■ TASK DATA
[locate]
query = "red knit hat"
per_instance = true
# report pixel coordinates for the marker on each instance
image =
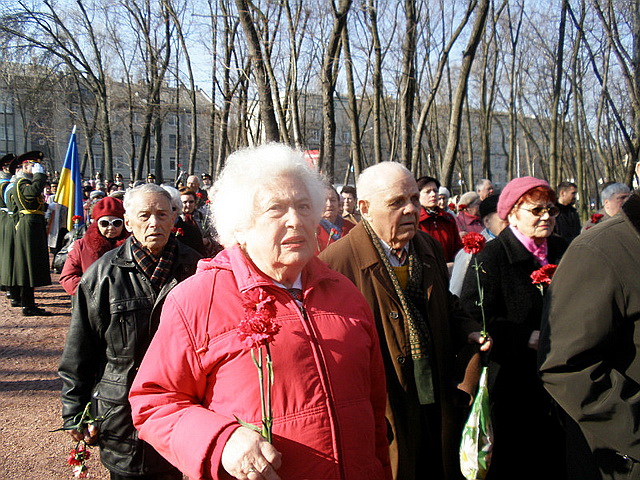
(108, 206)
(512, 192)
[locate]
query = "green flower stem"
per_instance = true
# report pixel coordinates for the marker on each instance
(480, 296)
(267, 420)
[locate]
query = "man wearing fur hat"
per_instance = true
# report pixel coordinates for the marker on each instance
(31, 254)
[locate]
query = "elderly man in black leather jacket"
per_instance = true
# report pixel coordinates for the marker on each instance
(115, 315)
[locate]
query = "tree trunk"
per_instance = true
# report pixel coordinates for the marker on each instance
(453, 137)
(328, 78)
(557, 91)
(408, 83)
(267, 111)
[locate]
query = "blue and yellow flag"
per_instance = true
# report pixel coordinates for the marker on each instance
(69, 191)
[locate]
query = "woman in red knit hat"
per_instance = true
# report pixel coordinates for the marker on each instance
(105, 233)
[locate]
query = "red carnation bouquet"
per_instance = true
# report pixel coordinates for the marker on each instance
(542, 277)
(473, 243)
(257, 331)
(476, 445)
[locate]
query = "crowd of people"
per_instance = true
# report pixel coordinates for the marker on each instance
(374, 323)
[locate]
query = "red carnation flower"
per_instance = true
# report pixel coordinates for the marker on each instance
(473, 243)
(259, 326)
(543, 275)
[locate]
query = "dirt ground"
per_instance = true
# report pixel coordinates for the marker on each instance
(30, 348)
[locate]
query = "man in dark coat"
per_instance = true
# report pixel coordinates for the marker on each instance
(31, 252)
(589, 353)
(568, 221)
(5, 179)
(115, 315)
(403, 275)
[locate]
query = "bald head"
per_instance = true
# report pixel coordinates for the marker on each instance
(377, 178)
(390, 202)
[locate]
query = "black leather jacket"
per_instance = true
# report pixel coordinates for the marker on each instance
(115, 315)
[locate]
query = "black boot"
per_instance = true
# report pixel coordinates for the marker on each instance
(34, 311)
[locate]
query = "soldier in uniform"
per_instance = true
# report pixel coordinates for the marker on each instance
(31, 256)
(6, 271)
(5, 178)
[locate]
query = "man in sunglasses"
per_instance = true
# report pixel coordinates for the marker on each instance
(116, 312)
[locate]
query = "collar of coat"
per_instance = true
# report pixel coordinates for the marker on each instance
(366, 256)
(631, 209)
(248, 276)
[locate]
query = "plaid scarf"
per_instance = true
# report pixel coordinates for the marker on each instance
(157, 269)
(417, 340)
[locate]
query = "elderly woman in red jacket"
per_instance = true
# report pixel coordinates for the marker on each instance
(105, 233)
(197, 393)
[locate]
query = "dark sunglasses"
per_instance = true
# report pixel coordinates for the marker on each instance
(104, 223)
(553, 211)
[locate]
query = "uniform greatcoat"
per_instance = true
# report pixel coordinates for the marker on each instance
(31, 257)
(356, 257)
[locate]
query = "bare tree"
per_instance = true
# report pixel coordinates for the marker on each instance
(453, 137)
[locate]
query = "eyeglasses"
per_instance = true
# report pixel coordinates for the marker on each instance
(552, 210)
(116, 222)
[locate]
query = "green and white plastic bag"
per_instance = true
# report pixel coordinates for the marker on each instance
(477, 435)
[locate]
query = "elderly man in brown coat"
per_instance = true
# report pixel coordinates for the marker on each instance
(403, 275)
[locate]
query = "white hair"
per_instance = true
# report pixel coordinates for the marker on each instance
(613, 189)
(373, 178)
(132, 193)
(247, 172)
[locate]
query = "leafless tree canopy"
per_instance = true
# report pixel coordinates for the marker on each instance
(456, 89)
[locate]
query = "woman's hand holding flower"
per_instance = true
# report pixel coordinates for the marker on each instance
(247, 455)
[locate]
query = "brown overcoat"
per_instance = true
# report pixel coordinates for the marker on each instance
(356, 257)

■ TASK STATEMENT
From the data above, write out everything exactly except the pictures.

■ EXPECTED ANSWER
[locate]
query = "red knit hat"
per_instance = true
# report pixel coordinates for the marker on each instance
image =
(108, 206)
(512, 192)
[locate]
query = "green flower stem"
per_instance = true
# report pixel coordinates for the marker on each instance
(480, 296)
(267, 420)
[locate]
query = "man wearing fur hat"
per_instance = true
# report pixel coordinates for the marker on each instance
(31, 254)
[locate]
query = "elderly man in black leather jacket"
per_instance = true
# report pixel coordinates for the marker on each instance
(115, 315)
[locate]
query = "tree trunk"
per_instance = true
# report pixel coordinates for the marker on each instance
(453, 137)
(328, 78)
(557, 91)
(408, 83)
(267, 111)
[locate]
query = "blue and yellow flag"
per_instance = true
# report pixel coordinates for the marker on each instance
(69, 191)
[locate]
query = "woman in red knit hat"
per_instance = true
# report pixel coordinates for the marker on each instance
(105, 233)
[locate]
query = "red carnation bouquet"
per_instance = true
# report pixel coordinates for the marker on each instance
(542, 277)
(473, 243)
(257, 331)
(476, 445)
[locate]
query = "crowd of people"
per_instance = true
# report pixel coordinates for the marker on each instance
(374, 323)
[locate]
query = "red carnation flower"
per_instance = true
# report pixel coordinates for the marker on each instance
(473, 243)
(259, 326)
(543, 275)
[locate]
query = "dirt ground"
per_instance = true
# report pixel coordinates for the marker on each instance
(30, 348)
[locate]
query = "man in dark coat"
per_instance = true
# report pixel coordinates for the marker on each instance
(31, 252)
(589, 353)
(568, 221)
(5, 179)
(115, 315)
(403, 275)
[locate]
query = "bald head"
per_instance = true
# report pixel coordinates for the marker on each instance
(377, 178)
(390, 202)
[locate]
query = "black leather jacket"
per_instance = true
# report pixel coordinates for the marker on each instance
(115, 315)
[locate]
query = "black boot"
per_instance = true
# report pixel coordinates for the marker on each instance
(34, 311)
[locate]
query = "soldier in uniform"
per_instance = true
# report pixel coordinates for the marker on each instance
(31, 256)
(6, 271)
(5, 178)
[locate]
query = "man in sunglasses"
per_instance = true
# report pixel coordinates for the marker on each instance
(116, 312)
[locate]
query = "collar of coat"
per_instance = true
# report pixel coordinates for the marker on each instance
(366, 256)
(631, 209)
(248, 276)
[locate]
query = "plaid scarf"
per_instance = true
# report pixel coordinates for the marker on each instance
(157, 269)
(417, 340)
[locate]
query = "elderly woman in red jacket"
per_instance = true
# report pixel coordinates for the marker on each instance
(105, 233)
(197, 393)
[locate]
query = "dark sunglasses"
per_instance = true
# report pixel coordinates for the marker on each instance
(104, 223)
(553, 211)
[locate]
query = "uniform greatcoat"
per_instance = true
# report pixel coordinates for the marker on each instance
(31, 257)
(356, 257)
[locate]
query = "bare tree"
per_instance = true
# report pixel coordinates for the marker on each instance
(453, 137)
[locate]
query = "eyeglasses"
per_instance = true
# report pixel coordinates for the marker on each instance
(552, 210)
(116, 222)
[locate]
query = "green and white plastic bag"
per_instance = true
# report pixel coordinates for the marker on each instance
(477, 435)
[locate]
query = "elderly man in brown coat"
per_instance = true
# report pixel coordinates for the marker on each instance
(403, 275)
[locate]
query = "white hair"
per_instance = true
# report pixel coordinates for the marker on each instance
(613, 189)
(373, 178)
(132, 193)
(247, 172)
[locate]
query = "leafless tree canopy"
per_instance = true
# report pixel coordinates for the marker on each instance
(456, 89)
[locate]
query = "woman's hand holding flower"
per_instance = true
# report pixel coordinates for the marker on each instance
(247, 455)
[locate]
query = "brown overcoat"
per_instance = true
# report pixel coordinates for the marker on each instance
(356, 257)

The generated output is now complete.